Coordinate annotation rows
##############################

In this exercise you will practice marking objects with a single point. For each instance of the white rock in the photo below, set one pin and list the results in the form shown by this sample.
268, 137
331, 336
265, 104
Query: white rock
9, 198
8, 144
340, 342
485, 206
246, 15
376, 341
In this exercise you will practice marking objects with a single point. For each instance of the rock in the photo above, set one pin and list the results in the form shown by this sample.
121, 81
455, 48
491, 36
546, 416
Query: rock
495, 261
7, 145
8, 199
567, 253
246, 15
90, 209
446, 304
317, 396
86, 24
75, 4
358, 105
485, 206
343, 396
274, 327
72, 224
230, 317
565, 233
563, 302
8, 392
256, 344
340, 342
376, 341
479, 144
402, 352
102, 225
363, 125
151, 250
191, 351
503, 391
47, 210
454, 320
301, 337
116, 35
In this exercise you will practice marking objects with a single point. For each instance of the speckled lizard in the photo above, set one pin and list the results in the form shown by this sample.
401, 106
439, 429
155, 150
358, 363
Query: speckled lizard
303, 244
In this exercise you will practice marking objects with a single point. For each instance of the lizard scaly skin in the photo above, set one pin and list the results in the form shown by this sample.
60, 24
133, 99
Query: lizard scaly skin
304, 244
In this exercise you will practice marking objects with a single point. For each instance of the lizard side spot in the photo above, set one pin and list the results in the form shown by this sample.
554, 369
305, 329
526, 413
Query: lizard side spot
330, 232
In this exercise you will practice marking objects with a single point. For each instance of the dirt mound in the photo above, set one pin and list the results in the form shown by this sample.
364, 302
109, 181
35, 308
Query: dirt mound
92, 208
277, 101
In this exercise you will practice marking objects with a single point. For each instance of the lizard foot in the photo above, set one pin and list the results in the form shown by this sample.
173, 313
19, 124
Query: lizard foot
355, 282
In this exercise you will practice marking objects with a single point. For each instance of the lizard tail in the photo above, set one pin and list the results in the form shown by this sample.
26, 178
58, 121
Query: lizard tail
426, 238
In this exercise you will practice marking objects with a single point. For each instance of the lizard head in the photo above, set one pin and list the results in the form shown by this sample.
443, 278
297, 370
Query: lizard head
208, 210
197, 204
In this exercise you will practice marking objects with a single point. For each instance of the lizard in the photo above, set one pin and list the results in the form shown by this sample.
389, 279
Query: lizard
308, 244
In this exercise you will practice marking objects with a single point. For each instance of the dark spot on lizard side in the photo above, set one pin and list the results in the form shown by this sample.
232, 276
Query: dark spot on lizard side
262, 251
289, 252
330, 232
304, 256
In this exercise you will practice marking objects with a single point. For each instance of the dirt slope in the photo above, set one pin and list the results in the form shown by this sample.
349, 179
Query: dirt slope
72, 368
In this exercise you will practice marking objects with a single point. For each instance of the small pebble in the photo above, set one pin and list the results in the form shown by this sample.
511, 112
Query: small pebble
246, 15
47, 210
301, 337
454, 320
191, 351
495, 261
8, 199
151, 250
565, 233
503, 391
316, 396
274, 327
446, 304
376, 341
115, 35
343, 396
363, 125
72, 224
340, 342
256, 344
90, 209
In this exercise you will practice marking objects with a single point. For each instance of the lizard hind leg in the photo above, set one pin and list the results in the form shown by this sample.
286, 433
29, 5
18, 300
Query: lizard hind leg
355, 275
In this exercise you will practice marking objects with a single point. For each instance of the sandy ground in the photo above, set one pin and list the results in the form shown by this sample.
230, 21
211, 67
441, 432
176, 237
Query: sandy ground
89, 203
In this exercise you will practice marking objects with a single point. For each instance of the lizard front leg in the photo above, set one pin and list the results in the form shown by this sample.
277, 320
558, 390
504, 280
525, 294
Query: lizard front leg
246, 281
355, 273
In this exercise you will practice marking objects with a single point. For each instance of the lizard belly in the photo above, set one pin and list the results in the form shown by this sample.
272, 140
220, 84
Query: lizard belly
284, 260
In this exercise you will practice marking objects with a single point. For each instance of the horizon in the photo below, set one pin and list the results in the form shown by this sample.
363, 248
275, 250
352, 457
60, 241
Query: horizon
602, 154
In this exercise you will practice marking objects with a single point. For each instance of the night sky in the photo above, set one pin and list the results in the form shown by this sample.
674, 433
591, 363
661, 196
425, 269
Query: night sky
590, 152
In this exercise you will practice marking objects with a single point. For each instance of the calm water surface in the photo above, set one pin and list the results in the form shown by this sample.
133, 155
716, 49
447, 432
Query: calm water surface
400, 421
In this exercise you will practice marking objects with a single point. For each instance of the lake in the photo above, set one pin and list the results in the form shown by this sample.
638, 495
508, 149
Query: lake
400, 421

##############################

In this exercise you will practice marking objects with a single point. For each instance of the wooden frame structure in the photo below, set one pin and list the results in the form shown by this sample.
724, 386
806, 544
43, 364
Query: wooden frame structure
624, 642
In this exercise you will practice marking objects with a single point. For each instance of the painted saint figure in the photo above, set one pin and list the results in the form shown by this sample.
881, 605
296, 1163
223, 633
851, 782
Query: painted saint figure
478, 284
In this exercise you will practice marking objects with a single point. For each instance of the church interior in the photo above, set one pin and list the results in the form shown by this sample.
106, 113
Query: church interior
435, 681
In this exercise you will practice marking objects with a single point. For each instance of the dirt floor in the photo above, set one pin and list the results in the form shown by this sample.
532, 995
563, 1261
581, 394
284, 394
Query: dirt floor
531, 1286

##############################

◆ Given task ◆
Collect every line of the rows above that contains the word "foot", and copy each one in full. Case counts.

◆ Complete response ◆
In this exercise you will practice marking objects with a single point. For each instance of the lizard foot in the photo above, set one pin and list the results in the form shown by this sample.
Query: lizard foot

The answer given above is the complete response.